§ **Brief**
I need all of the entries printed exactly.

+---+

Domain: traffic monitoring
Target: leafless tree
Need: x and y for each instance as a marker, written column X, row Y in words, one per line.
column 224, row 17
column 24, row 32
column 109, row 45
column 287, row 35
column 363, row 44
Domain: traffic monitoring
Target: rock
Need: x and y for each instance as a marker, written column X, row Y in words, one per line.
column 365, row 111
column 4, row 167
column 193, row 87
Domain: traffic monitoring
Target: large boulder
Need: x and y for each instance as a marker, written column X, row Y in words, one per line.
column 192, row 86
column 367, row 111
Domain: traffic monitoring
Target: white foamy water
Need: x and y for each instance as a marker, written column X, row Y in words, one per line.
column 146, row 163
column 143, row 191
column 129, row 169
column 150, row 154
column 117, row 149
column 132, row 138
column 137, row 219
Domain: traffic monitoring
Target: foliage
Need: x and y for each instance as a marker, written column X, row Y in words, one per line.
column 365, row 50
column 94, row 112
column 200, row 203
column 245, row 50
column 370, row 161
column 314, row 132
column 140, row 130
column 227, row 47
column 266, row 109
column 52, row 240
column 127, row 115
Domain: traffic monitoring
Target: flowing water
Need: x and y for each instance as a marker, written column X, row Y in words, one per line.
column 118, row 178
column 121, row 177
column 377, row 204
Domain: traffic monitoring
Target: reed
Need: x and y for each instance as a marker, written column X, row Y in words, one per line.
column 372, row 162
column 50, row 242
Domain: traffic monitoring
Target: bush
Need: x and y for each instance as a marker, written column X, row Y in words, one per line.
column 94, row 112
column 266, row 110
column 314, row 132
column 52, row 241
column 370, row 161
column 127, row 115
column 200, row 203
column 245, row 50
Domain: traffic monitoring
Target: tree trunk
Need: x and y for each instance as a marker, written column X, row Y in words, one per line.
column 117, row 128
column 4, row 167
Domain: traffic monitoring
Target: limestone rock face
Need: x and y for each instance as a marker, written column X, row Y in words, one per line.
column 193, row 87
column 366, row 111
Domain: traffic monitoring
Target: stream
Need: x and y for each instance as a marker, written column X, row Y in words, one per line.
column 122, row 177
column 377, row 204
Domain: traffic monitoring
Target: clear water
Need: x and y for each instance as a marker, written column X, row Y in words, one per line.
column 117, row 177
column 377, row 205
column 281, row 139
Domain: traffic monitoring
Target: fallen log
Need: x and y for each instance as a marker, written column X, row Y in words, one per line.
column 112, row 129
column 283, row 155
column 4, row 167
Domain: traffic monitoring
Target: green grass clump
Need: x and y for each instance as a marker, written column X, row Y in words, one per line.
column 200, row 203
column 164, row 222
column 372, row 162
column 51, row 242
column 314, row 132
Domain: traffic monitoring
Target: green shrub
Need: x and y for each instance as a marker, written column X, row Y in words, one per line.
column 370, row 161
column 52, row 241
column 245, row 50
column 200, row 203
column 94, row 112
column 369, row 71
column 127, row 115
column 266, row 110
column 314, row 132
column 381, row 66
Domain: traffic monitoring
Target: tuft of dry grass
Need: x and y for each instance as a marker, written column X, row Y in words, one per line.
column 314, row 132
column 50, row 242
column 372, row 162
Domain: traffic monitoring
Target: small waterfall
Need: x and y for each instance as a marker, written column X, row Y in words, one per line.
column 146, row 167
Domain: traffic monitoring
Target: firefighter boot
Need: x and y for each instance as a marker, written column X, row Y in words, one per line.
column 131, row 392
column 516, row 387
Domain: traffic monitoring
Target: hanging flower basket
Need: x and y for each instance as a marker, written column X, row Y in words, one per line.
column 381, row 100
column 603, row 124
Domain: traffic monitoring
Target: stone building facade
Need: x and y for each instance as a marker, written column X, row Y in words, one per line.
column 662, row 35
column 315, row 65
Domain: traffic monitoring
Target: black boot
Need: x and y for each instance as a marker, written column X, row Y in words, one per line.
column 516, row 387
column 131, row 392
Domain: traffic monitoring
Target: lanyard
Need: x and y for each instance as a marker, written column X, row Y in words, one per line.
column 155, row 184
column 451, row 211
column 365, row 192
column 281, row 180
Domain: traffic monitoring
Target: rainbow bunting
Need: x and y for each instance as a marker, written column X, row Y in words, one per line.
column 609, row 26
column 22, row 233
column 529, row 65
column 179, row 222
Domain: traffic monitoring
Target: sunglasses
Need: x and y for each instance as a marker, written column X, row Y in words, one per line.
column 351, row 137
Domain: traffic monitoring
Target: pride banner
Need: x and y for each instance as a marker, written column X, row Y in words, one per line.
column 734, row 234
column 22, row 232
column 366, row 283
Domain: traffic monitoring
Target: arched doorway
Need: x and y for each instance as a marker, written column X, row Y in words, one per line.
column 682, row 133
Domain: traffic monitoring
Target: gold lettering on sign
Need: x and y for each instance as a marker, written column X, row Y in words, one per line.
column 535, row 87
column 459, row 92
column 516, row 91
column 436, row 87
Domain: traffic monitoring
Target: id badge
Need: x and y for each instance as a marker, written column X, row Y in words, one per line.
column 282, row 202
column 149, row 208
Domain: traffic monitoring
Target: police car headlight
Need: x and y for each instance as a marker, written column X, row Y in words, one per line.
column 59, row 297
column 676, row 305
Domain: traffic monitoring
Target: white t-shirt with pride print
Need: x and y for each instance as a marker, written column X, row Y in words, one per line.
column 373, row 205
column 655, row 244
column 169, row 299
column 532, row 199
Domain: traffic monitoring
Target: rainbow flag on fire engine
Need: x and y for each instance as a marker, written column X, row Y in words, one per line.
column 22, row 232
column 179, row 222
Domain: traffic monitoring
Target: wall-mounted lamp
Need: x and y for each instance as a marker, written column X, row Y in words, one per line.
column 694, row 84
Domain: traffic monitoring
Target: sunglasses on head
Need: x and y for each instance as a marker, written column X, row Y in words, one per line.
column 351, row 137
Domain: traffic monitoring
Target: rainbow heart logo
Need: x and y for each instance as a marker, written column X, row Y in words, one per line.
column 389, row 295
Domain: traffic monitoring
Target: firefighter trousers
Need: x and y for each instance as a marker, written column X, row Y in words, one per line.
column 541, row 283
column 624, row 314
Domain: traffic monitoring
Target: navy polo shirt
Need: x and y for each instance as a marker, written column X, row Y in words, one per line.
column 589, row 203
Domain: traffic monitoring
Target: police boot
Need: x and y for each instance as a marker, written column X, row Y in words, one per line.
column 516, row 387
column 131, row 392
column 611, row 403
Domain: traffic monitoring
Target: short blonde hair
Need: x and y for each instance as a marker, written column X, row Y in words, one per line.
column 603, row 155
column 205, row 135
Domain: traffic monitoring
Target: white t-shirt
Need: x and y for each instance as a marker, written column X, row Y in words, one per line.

+---+

§ **Answer for this exercise**
Domain: traffic monitoring
Target: leafless tree
Need: x and y for each instance as a marker, written column X, row Y in words, one per line.
column 224, row 17
column 24, row 32
column 109, row 45
column 287, row 35
column 363, row 44
Domain: traffic monitoring
Target: rock
Need: x and y for each instance as a marker, written column X, row Y in words, one per line.
column 365, row 111
column 4, row 167
column 193, row 87
Domain: traffic monitoring
Target: large boulder
Need: x and y for each instance as a marker, written column X, row Y in words, one per line.
column 192, row 86
column 367, row 111
Domain: traffic monitoring
Target: white foamy water
Need: x and y for each instance as a marker, written column X, row Y in words, one per line.
column 146, row 163
column 143, row 191
column 129, row 169
column 150, row 154
column 117, row 149
column 132, row 138
column 137, row 219
Domain: traffic monitoring
Target: foliage
Need: x and y for each instance as a marker, written column X, row Y in words, one per line.
column 365, row 50
column 94, row 112
column 200, row 203
column 245, row 50
column 370, row 161
column 314, row 132
column 140, row 130
column 227, row 47
column 266, row 109
column 52, row 240
column 127, row 115
Domain: traffic monitoring
Target: flowing water
Need: x and y for each instance as a marker, written column X, row Y in words, one per line.
column 118, row 178
column 121, row 177
column 377, row 204
Domain: traffic monitoring
Target: reed
Need: x and y for each instance as a marker, written column X, row Y in words, one per line.
column 372, row 162
column 50, row 242
Domain: traffic monitoring
Target: bush
Need: x and y for each instance as a marker, written column X, row Y in words, one per line.
column 94, row 112
column 266, row 110
column 314, row 132
column 52, row 241
column 370, row 161
column 127, row 115
column 200, row 203
column 245, row 50
Domain: traffic monitoring
Target: tree trunk
Need: x and y for each instance as a marker, written column X, row Y in words, one per line.
column 117, row 128
column 4, row 167
Domain: traffic monitoring
Target: limestone rock face
Need: x and y for each instance as a marker, written column X, row Y in words, one per line.
column 193, row 87
column 366, row 111
Domain: traffic monitoring
Target: stream
Need: x and y for each instance as a marker, written column X, row Y in words, one per line.
column 122, row 177
column 377, row 204
Domain: traffic monitoring
Target: clear water
Need: x and y for each instance as a marker, written column X, row Y in words, one per line.
column 117, row 177
column 377, row 205
column 281, row 139
Domain: traffic monitoring
Target: fallen log
Need: x and y for each instance as a marker, written column X, row Y in words, one per line.
column 112, row 129
column 283, row 155
column 4, row 167
Domain: traffic monitoring
Target: green grass clump
Need: x and y for each instance as a marker, written column X, row Y in words, one per line.
column 200, row 203
column 164, row 222
column 372, row 162
column 51, row 242
column 314, row 132
Domain: traffic monitoring
Target: green shrub
Need: x and y for each instance as a marker, written column X, row Y in words, one per line.
column 370, row 161
column 52, row 241
column 245, row 50
column 200, row 203
column 94, row 112
column 369, row 71
column 127, row 115
column 266, row 110
column 314, row 132
column 381, row 66
Domain: traffic monitoring
Target: tuft of dry grass
Need: x and y for each instance as a marker, written column X, row Y in words, one per line.
column 314, row 132
column 50, row 242
column 372, row 162
Domain: traffic monitoring
Target: small waterfall
Need: x and y for each instance as a marker, written column X, row Y in words, one per line.
column 146, row 167
Domain: traffic monitoring
Target: firefighter boot
Need: x and y for each instance as a marker, written column X, row Y in words, one per line.
column 131, row 392
column 516, row 387
Domain: traffic monitoring
Target: hanging flower basket
Need: x and y for each instance as a marker, written column X, row Y in words, one per line.
column 381, row 100
column 603, row 124
Domain: traffic monitoring
Target: stone building facade
Need: x and y for each instance as a marker, written column X, row Y in words, one per line.
column 662, row 35
column 315, row 65
Domain: traffic monitoring
Target: black boot
Need: x and y for each instance as a marker, written column X, row Y in words, one per line.
column 516, row 387
column 131, row 392
Domain: traffic monitoring
Target: lanyard
Need: x and y for each instance as a marker, written column X, row Y in words, one per line.
column 155, row 184
column 451, row 211
column 365, row 192
column 281, row 180
Domain: traffic monitoring
Target: rainbow bunting
Need: x and y for each instance as a marker, written column X, row Y in words, one per line.
column 609, row 26
column 22, row 233
column 529, row 65
column 179, row 222
Domain: traffic monitoring
Target: sunglasses
Need: x and y for each instance as a marker, written column X, row Y in words, one per line.
column 351, row 137
Domain: traffic monitoring
Target: pride banner
Need: x and y for each instance as a marker, written column X, row Y in words, one per line.
column 734, row 234
column 22, row 232
column 366, row 283
Domain: traffic monitoring
Target: arched doorway
Need: x and y for each instance as a marker, written column X, row Y in words, one per line.
column 682, row 133
Domain: traffic monitoring
Target: gold lettering on sign
Need: x and y for each instance as a marker, written column X, row Y in words, one per line.
column 535, row 87
column 459, row 92
column 516, row 91
column 436, row 87
Domain: traffic monitoring
Target: id badge
Need: x and y for each instance as a marker, written column X, row Y in words, one per line.
column 282, row 202
column 149, row 208
Domain: traffic monitoring
Target: police car headlight
Need: x and y for each instance as a marker, written column X, row Y in words, one per line.
column 59, row 297
column 676, row 305
Domain: traffic monitoring
Target: white t-shirt with pride print
Need: x and y for each instance as a marker, written column X, row Y in words, one per line.
column 373, row 205
column 655, row 244
column 169, row 299
column 532, row 199
Domain: traffic monitoring
Target: rainbow flag on fire engine
Need: x and y for each instance as a marker, written column X, row Y in words, one per line.
column 22, row 232
column 179, row 222
Domain: traffic monitoring
Target: wall-mounted lamp
Need: x and y for each instance as a marker, written column X, row Y in words, one per line.
column 694, row 84
Domain: traffic monitoring
Target: sunglasses on head
Need: x and y for each instance as a marker, written column X, row Y in words, one per line.
column 351, row 137
Domain: traffic monitoring
Target: rainbow heart logo
Need: x and y for each instance as a marker, written column X, row Y in words, one per line.
column 389, row 295
Domain: traffic monitoring
Target: firefighter trousers
Need: x and y for each instance as a marker, written column X, row Y in words, one per line.
column 541, row 283
column 624, row 314
Domain: traffic monitoring
Target: navy polo shirt
Need: x and y for each instance as a marker, written column X, row Y in words, one per line.
column 589, row 203
Domain: traffic monitoring
Target: police boot
Need: x and y for each instance as a marker, written column X, row Y in words, one per line.
column 516, row 387
column 131, row 392
column 611, row 403
Domain: traffic monitoring
Target: short blonde hair
Need: x and y for each instance as a marker, written column X, row Y in words, one per line.
column 603, row 155
column 205, row 135
Domain: traffic monitoring
Target: white t-shirt
Need: x and y for each instance as a marker, written column X, row Y in words, one per line.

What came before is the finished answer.